◆ Task to complete ◆
Repeat every record word for word and omit the images.
+++ The records +++
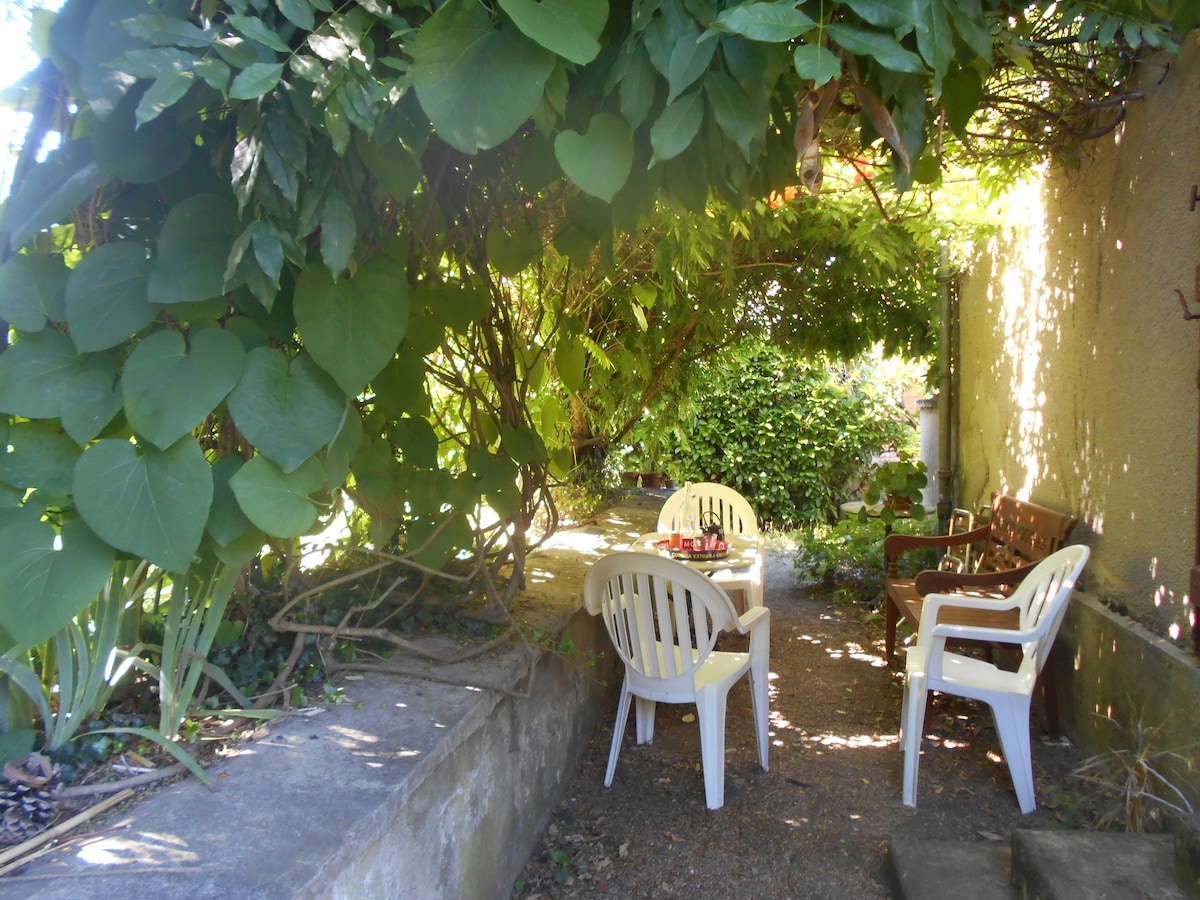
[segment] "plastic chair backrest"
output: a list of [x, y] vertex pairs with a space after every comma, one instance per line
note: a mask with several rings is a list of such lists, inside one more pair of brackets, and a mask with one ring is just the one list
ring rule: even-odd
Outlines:
[[1013, 594], [1021, 613], [1020, 630], [1028, 635], [1021, 645], [1021, 672], [1036, 675], [1042, 670], [1090, 555], [1091, 551], [1082, 545], [1052, 553], [1038, 563]]
[[718, 633], [737, 619], [729, 596], [706, 576], [645, 553], [597, 560], [583, 594], [588, 612], [603, 615], [625, 665], [646, 678], [686, 681], [687, 689]]
[[[662, 511], [658, 514], [658, 530], [672, 532], [676, 529], [680, 507], [687, 499], [686, 488], [680, 488], [667, 498]], [[758, 519], [750, 502], [731, 487], [716, 484], [712, 481], [700, 481], [692, 485], [692, 493], [699, 506], [698, 516], [703, 524], [709, 524], [715, 513], [727, 534], [741, 534], [747, 537], [758, 536]]]

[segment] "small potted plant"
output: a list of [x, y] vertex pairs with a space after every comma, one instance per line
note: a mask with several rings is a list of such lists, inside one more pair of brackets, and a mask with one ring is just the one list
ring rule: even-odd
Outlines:
[[[921, 505], [921, 493], [929, 484], [929, 470], [925, 463], [917, 460], [896, 459], [879, 465], [871, 475], [863, 500], [867, 506], [882, 501], [879, 513], [885, 525], [891, 525], [898, 517], [925, 518], [925, 507]], [[864, 508], [863, 514], [866, 513]]]

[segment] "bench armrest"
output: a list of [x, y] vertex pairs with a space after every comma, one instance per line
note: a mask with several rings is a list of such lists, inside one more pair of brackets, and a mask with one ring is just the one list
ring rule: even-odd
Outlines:
[[989, 526], [975, 528], [971, 531], [960, 531], [958, 534], [889, 534], [883, 539], [883, 555], [887, 559], [896, 559], [909, 550], [919, 550], [923, 547], [961, 547], [963, 544], [974, 544], [987, 540]]
[[939, 572], [929, 569], [921, 572], [916, 578], [917, 593], [924, 597], [932, 593], [949, 593], [952, 591], [998, 590], [1000, 588], [1015, 589], [1025, 580], [1037, 564], [1031, 563], [1016, 569], [1006, 569], [1003, 572]]

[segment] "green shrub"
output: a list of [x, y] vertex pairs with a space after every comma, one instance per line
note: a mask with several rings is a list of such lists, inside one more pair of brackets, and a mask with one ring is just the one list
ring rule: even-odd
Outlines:
[[665, 397], [631, 437], [654, 447], [680, 484], [740, 491], [760, 524], [832, 521], [872, 458], [915, 436], [877, 361], [831, 365], [751, 342], [690, 375], [690, 387]]
[[[933, 519], [898, 519], [892, 531], [927, 534]], [[843, 519], [835, 525], [817, 525], [796, 535], [795, 568], [806, 581], [831, 588], [840, 600], [869, 602], [883, 591], [884, 527], [879, 519], [862, 522]], [[901, 557], [901, 574], [915, 575], [937, 566], [933, 550], [913, 551]]]

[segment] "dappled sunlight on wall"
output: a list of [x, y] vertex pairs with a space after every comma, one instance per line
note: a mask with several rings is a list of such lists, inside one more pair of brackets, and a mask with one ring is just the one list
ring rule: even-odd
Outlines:
[[[1025, 225], [1017, 265], [1000, 270], [999, 319], [1004, 355], [996, 361], [997, 374], [1006, 377], [1008, 394], [1015, 407], [1013, 431], [1008, 434], [1007, 449], [1016, 460], [1017, 470], [1009, 473], [1012, 482], [1004, 491], [1021, 500], [1030, 499], [1037, 484], [1045, 477], [1042, 453], [1045, 421], [1042, 409], [1046, 392], [1041, 386], [1043, 367], [1050, 364], [1046, 342], [1056, 328], [1045, 297], [1045, 257], [1036, 249], [1045, 243], [1045, 212], [1041, 204], [1041, 183], [1030, 182], [1016, 191], [1011, 214], [1020, 215]], [[1023, 472], [1022, 472], [1023, 470]]]
[[[1030, 180], [1008, 198], [1002, 236], [986, 249], [990, 266], [984, 308], [964, 307], [963, 416], [981, 440], [972, 459], [978, 480], [968, 472], [965, 505], [981, 507], [1000, 490], [1033, 499], [1055, 473], [1046, 448], [1059, 436], [1048, 431], [1047, 381], [1062, 343], [1063, 309], [1070, 305], [1072, 279], [1047, 272], [1042, 248], [1047, 234], [1043, 183]], [[968, 393], [970, 391], [970, 393]], [[972, 396], [973, 394], [973, 396]], [[997, 415], [999, 410], [1003, 414]], [[975, 491], [971, 486], [977, 485]]]
[[956, 504], [998, 490], [1077, 516], [1085, 590], [1170, 637], [1196, 539], [1200, 323], [1175, 294], [1200, 306], [1198, 173], [1180, 152], [1200, 144], [1196, 43], [1078, 168], [1006, 198], [960, 292]]

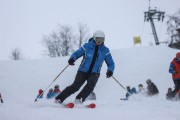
+++
◆ Solution for this exercise ◆
[segment] "plastic chair backrest"
output: a list of [x, y] vertex pairs with a space after every comma, one instance per line
note: a mask with several rings is a list of such lists, inside one more pair of brackets, and a mask with one ring is just the one list
ring rule: even-odd
Outlines:
[[1013, 594], [1021, 613], [1020, 630], [1028, 635], [1021, 645], [1021, 672], [1036, 675], [1042, 670], [1090, 555], [1091, 551], [1082, 545], [1052, 553], [1038, 563]]
[[718, 633], [737, 619], [729, 596], [706, 576], [645, 553], [597, 560], [583, 594], [588, 612], [603, 615], [625, 665], [646, 678], [686, 681], [687, 689]]
[[[662, 511], [658, 514], [658, 530], [672, 532], [676, 529], [680, 507], [687, 499], [686, 488], [680, 488], [667, 498]], [[758, 519], [750, 502], [731, 487], [716, 484], [712, 481], [700, 481], [692, 485], [692, 493], [699, 506], [698, 516], [703, 524], [709, 524], [715, 513], [727, 534], [741, 534], [747, 537], [758, 536]]]

[segment] "small potted plant"
output: a list of [x, y] vertex pairs with a space after every comma, one instance per line
note: a mask with several rings is a list of such lists, inside one more pair of brackets, and a mask with one ring is just the one list
ring rule: even-odd
Outlines:
[[[921, 505], [921, 493], [929, 484], [929, 470], [925, 463], [917, 460], [896, 459], [879, 465], [871, 475], [863, 500], [867, 506], [882, 501], [879, 513], [885, 525], [891, 525], [898, 517], [925, 518], [925, 507]], [[864, 508], [863, 514], [866, 513]]]

[segment] "bench armrest"
output: a list of [x, y] vertex pairs with a space after every comma, one instance per line
note: a mask with several rings is a list of such lists, inside one more pair of brackets, and a mask with one ring is just the one list
ring rule: even-odd
Outlines:
[[989, 526], [975, 528], [971, 531], [960, 531], [958, 534], [889, 534], [883, 539], [883, 555], [887, 559], [896, 559], [909, 550], [919, 550], [923, 547], [961, 547], [963, 544], [974, 544], [987, 540]]
[[939, 572], [929, 569], [921, 572], [916, 578], [917, 593], [924, 597], [932, 593], [949, 593], [952, 591], [998, 590], [1000, 588], [1015, 589], [1025, 580], [1037, 564], [1031, 563], [1016, 569], [1006, 569], [1003, 572]]

[segment] "green shrub"
output: a list of [x, y] vertex pairs with a space after every comma, one instance per line
note: a mask with several rings is a list of such lists, inside one more pair of brackets, and a mask with one ring is just the one list
ring rule: even-odd
Outlines:
[[665, 397], [631, 437], [654, 447], [680, 484], [740, 491], [760, 524], [832, 521], [872, 458], [915, 436], [877, 361], [831, 365], [751, 342], [690, 375], [690, 387]]
[[[933, 519], [898, 519], [892, 531], [927, 534]], [[843, 519], [835, 525], [817, 525], [796, 535], [795, 568], [806, 581], [831, 588], [840, 600], [869, 602], [883, 591], [884, 527], [879, 519], [862, 522]], [[901, 557], [901, 574], [915, 575], [937, 566], [933, 550], [913, 551]]]

[segment] "dappled sunlight on wall"
output: a list of [x, y] vertex pairs with a space after every comma, one instance per line
note: a mask with several rings is a list of such lists, inside one more pair of brackets, and a mask with one ring is just the one list
ring rule: even-odd
Outlines:
[[[1025, 225], [1017, 265], [1000, 270], [999, 319], [1004, 355], [996, 361], [997, 374], [1006, 377], [1008, 394], [1015, 407], [1013, 431], [1008, 434], [1007, 449], [1016, 460], [1017, 470], [1009, 473], [1012, 482], [1004, 491], [1021, 500], [1030, 499], [1037, 484], [1045, 477], [1042, 453], [1045, 421], [1042, 409], [1046, 392], [1041, 386], [1043, 367], [1050, 364], [1046, 342], [1056, 328], [1045, 297], [1045, 257], [1036, 249], [1045, 243], [1045, 212], [1041, 204], [1041, 183], [1030, 182], [1016, 191], [1011, 214], [1020, 215]], [[1023, 472], [1022, 472], [1023, 470]]]
[[[1030, 180], [1008, 198], [1002, 236], [986, 249], [990, 266], [984, 308], [964, 307], [963, 416], [981, 440], [972, 459], [978, 480], [968, 472], [965, 505], [981, 507], [1000, 490], [1033, 499], [1055, 473], [1046, 448], [1059, 436], [1048, 431], [1047, 381], [1062, 343], [1063, 309], [1070, 305], [1072, 279], [1047, 272], [1042, 248], [1047, 234], [1043, 183]], [[968, 393], [970, 391], [970, 393]], [[972, 396], [973, 394], [973, 396]], [[997, 415], [999, 410], [1003, 414]], [[975, 491], [971, 486], [977, 485]]]
[[956, 504], [998, 490], [1077, 516], [1085, 590], [1170, 637], [1196, 539], [1200, 323], [1175, 294], [1200, 306], [1198, 173], [1180, 152], [1200, 144], [1196, 43], [1078, 168], [1006, 198], [960, 292]]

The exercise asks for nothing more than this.